Collected data
■ ■ ■ ■ ■
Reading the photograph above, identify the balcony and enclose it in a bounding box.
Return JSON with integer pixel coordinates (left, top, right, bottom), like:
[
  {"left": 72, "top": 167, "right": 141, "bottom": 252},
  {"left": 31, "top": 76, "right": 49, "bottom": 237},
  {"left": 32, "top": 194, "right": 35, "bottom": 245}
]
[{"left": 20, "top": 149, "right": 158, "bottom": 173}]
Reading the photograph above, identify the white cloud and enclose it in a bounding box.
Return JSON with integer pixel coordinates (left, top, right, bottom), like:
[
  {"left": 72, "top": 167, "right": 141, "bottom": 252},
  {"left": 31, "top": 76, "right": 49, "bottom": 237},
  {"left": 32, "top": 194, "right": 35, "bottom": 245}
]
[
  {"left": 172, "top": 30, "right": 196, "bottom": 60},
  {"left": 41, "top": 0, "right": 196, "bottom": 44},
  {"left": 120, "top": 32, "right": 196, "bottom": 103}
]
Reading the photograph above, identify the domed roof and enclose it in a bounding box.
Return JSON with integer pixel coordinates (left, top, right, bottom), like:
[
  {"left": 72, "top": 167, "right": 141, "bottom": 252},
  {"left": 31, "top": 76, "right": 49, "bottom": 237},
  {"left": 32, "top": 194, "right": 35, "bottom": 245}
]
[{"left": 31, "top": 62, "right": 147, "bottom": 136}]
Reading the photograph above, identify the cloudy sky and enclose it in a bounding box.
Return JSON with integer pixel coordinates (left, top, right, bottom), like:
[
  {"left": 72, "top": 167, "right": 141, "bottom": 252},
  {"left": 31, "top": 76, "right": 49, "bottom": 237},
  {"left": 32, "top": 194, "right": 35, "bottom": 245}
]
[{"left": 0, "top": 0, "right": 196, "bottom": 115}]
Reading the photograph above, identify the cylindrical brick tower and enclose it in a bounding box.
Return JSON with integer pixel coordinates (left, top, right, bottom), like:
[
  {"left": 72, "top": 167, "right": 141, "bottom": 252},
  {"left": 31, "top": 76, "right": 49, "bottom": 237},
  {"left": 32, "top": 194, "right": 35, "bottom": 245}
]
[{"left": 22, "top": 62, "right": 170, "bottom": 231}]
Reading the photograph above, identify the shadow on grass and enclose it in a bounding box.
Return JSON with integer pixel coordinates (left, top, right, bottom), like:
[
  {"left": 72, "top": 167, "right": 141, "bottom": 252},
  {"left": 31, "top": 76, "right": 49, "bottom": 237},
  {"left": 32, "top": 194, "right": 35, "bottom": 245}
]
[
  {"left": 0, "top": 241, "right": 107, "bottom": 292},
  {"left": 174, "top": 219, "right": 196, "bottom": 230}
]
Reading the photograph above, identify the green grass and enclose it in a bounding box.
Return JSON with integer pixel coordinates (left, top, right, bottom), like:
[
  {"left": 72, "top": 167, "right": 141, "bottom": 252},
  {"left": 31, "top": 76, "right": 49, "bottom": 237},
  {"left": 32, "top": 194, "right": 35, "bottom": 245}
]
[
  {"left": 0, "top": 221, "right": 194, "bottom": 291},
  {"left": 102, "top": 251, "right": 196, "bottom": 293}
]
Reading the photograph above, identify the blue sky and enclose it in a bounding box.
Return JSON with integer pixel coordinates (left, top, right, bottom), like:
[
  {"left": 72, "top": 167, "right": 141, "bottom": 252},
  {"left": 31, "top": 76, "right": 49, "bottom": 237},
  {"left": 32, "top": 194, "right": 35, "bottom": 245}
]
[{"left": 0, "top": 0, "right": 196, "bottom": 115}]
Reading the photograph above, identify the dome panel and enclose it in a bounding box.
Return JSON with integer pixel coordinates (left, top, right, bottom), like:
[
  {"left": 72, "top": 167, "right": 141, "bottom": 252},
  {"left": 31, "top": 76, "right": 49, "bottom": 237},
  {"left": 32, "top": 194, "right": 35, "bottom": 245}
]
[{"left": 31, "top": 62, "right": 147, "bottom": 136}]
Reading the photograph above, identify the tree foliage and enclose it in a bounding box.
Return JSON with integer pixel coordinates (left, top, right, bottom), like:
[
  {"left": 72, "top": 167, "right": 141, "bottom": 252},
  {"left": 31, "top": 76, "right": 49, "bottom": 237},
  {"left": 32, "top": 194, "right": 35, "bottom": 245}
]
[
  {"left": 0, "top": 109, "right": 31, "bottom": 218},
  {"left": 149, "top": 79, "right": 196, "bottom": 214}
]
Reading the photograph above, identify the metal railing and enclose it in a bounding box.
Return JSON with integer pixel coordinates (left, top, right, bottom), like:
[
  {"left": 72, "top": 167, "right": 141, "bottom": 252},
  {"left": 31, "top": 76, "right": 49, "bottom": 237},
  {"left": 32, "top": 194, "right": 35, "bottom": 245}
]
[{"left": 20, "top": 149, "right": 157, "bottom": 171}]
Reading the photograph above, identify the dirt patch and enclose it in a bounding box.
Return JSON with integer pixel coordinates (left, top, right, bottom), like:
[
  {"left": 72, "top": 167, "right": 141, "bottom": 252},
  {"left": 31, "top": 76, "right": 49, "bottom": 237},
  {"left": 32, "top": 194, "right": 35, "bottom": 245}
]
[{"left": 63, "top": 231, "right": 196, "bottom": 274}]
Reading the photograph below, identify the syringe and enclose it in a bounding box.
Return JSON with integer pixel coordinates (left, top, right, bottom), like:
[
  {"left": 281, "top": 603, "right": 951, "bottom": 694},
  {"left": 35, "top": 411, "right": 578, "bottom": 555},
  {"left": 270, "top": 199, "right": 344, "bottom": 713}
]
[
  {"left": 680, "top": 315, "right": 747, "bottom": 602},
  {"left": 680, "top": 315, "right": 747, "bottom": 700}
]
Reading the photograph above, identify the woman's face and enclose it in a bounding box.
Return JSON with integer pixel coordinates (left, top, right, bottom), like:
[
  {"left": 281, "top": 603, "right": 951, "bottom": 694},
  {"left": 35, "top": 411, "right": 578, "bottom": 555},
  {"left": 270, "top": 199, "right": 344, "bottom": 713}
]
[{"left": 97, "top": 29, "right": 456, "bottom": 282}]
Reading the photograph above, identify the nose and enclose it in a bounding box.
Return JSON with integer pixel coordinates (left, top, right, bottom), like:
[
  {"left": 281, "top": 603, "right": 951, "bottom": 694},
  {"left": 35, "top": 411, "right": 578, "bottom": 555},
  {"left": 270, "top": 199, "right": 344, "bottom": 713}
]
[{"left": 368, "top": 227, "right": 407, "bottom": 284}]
■ ■ ■ ■ ■
Challenge: Give the number of lines in the entries above that contain the word "grass". Reply with the number only.

Final result: 2